Pull out the lines of the material below, starting at the line containing "of the dried" and running through the end, and reproduce them word for word.
#### Records to process ####
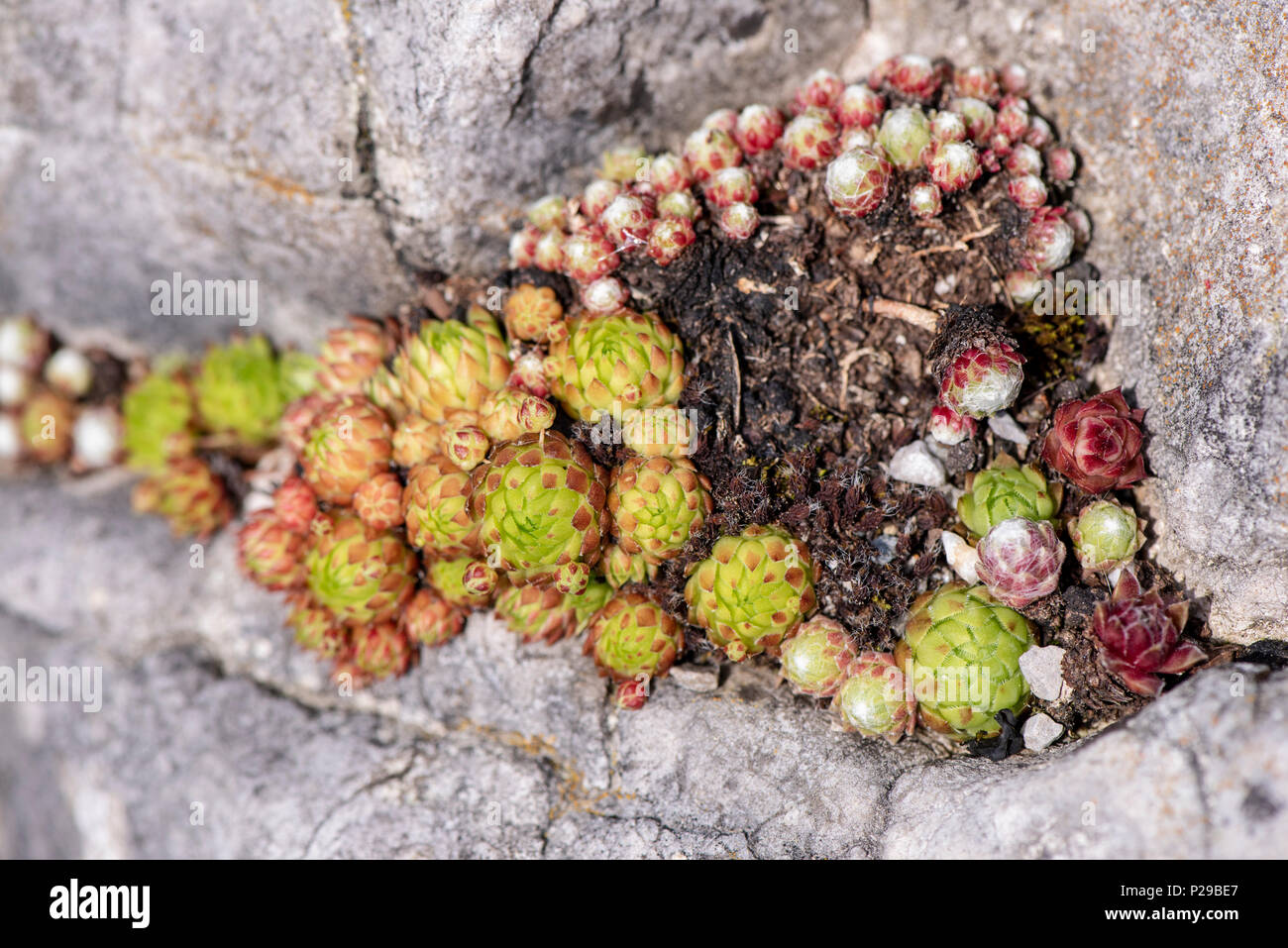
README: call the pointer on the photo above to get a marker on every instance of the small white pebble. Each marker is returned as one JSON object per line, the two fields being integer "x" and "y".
{"x": 1041, "y": 669}
{"x": 1005, "y": 427}
{"x": 1041, "y": 730}
{"x": 913, "y": 464}
{"x": 961, "y": 557}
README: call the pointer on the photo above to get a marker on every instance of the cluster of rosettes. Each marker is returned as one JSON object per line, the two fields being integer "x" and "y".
{"x": 50, "y": 411}
{"x": 430, "y": 483}
{"x": 178, "y": 414}
{"x": 426, "y": 478}
{"x": 645, "y": 204}
{"x": 1013, "y": 513}
{"x": 945, "y": 129}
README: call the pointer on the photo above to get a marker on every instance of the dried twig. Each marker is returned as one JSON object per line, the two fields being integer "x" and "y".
{"x": 911, "y": 314}
{"x": 737, "y": 381}
{"x": 961, "y": 245}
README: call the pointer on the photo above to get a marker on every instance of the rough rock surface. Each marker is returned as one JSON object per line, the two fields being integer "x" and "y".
{"x": 217, "y": 738}
{"x": 327, "y": 150}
####
* **Answer to the task**:
README: call the pointer on the photo above to get a marker on every instance of the dried twig. Each marker is returned as one JSON object per line, the two fields being integer "x" and "y".
{"x": 911, "y": 314}
{"x": 737, "y": 381}
{"x": 961, "y": 245}
README: call the pointer on the photo above to get a marker on every instance of the rough rock surface. Each marker is returned as one JSON object per line, the two fields being integer "x" and "y".
{"x": 217, "y": 738}
{"x": 327, "y": 150}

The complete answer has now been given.